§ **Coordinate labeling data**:

------------------------------------------------

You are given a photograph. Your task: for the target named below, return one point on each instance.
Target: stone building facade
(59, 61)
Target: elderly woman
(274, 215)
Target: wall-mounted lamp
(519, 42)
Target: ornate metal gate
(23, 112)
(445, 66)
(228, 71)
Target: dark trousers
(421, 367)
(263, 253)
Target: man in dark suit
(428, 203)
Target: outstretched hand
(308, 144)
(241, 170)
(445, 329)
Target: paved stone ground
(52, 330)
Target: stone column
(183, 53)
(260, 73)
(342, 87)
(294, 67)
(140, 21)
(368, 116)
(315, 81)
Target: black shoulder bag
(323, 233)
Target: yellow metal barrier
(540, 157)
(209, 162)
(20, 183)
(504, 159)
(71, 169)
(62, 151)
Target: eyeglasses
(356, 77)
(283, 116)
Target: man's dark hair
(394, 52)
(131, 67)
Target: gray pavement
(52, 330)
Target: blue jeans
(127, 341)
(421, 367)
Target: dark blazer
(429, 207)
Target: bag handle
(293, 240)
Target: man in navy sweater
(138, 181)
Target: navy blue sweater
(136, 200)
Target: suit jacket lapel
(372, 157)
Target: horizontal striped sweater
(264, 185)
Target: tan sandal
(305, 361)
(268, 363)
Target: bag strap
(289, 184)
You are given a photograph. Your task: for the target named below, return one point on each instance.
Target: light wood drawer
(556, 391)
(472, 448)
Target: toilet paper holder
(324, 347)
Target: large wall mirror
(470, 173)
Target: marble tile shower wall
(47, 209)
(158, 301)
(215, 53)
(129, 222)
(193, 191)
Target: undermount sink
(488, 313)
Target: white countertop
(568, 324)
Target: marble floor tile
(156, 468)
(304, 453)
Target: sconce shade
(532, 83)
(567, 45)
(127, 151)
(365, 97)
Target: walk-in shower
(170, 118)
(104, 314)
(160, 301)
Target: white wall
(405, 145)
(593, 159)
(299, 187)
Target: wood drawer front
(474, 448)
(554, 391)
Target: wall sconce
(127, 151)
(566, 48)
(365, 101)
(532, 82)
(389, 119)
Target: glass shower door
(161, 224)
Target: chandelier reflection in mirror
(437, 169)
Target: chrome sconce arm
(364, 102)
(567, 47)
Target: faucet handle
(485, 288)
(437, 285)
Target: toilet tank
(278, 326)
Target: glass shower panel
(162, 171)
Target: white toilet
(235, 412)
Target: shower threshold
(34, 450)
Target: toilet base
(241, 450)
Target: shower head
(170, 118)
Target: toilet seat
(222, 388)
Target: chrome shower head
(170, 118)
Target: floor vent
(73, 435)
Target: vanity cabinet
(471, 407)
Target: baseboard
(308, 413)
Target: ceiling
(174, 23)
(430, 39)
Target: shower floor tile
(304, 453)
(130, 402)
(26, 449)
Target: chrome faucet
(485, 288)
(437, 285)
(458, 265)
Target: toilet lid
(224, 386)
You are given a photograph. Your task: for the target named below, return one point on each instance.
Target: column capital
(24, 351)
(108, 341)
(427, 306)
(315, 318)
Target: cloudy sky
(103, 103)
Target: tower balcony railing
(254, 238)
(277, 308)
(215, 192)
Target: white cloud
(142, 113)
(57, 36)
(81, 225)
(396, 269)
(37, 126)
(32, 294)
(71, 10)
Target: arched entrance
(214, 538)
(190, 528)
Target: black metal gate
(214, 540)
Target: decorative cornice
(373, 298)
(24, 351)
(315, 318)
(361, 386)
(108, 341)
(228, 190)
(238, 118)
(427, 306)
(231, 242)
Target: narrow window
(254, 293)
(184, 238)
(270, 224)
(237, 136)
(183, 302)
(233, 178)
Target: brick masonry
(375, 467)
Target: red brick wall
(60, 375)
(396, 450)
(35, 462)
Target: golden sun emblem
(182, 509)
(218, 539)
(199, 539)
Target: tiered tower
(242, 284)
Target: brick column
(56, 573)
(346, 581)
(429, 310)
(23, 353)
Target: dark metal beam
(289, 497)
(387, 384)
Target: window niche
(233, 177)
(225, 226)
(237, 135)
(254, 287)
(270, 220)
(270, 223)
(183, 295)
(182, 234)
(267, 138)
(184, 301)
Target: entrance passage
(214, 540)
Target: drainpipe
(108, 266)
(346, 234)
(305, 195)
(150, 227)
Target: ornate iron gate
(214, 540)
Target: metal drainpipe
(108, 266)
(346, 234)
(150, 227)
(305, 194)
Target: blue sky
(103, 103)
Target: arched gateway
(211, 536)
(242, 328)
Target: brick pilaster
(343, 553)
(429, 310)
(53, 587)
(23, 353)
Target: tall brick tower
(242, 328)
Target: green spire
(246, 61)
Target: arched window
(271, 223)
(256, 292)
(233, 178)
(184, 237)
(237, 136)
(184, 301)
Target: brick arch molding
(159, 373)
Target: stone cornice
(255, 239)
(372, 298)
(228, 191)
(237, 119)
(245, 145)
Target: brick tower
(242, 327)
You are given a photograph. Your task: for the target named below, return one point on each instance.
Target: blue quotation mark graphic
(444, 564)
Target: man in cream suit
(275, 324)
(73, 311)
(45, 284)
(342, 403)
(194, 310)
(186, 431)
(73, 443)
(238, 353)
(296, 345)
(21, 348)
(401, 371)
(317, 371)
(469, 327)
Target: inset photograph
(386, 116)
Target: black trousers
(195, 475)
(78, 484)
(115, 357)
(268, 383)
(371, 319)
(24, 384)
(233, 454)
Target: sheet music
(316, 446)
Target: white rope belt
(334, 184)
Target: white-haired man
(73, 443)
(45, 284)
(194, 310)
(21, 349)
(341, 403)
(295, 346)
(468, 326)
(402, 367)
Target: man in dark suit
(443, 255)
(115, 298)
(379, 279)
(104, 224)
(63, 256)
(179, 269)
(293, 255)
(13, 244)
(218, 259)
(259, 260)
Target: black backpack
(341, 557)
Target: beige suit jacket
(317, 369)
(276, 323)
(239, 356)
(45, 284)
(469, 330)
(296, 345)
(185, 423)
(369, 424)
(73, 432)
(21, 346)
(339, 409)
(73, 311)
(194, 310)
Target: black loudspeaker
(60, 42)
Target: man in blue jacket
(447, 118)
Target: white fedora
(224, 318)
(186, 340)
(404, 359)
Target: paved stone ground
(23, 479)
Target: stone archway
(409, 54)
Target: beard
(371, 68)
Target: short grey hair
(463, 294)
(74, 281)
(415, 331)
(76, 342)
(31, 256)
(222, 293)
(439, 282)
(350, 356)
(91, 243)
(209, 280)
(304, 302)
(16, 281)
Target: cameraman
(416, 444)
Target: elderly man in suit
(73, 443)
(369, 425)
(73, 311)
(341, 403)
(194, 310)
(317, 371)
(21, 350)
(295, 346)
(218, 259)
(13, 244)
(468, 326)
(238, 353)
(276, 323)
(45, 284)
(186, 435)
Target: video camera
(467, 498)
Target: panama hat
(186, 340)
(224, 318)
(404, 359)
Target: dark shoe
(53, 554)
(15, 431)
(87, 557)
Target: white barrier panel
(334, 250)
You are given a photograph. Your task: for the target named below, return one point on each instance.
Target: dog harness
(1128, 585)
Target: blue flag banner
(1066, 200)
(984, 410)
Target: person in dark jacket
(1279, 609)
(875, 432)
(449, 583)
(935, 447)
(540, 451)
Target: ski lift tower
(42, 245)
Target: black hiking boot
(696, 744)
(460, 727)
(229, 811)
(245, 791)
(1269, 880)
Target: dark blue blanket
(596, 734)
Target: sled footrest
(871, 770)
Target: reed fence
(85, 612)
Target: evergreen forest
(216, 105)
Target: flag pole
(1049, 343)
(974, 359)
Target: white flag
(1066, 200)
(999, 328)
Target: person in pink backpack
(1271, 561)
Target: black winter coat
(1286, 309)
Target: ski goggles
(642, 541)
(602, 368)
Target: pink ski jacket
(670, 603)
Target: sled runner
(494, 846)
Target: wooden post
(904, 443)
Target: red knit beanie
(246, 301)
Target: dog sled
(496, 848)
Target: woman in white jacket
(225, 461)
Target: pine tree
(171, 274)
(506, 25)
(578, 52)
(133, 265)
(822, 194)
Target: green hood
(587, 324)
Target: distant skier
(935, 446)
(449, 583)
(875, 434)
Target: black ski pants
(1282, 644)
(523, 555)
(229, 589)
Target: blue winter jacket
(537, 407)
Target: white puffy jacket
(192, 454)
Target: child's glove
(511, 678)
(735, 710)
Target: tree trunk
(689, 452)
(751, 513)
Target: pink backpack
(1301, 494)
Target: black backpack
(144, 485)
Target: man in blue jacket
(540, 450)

------------------------------------------------

§ **Exercise goal**:
Format the lines as a Markdown table with the columns Row and Line, starting at the line that contains "Target: distant skier" and ending at the last line of the records. Include both ends, number the rows in order, and leave out blank lines.

§ **Solved exercise**:
| Row | Line |
|---|---|
| 1 | Target: distant skier |
| 2 | (935, 446) |
| 3 | (449, 583) |
| 4 | (875, 434) |
| 5 | Target: black ski pants |
| 6 | (1282, 644) |
| 7 | (523, 555) |
| 8 | (229, 589) |
| 9 | Target: blue winter jacket |
| 10 | (537, 407) |
| 11 | Target: white puffy jacket |
| 12 | (192, 454) |
| 13 | Target: child's glove |
| 14 | (511, 678) |
| 15 | (735, 710) |
| 16 | Target: tree trunk |
| 17 | (689, 452) |
| 18 | (751, 513) |
| 19 | Target: pink backpack |
| 20 | (1301, 494) |
| 21 | Target: black backpack |
| 22 | (144, 485) |
| 23 | Target: man in blue jacket |
| 24 | (540, 450) |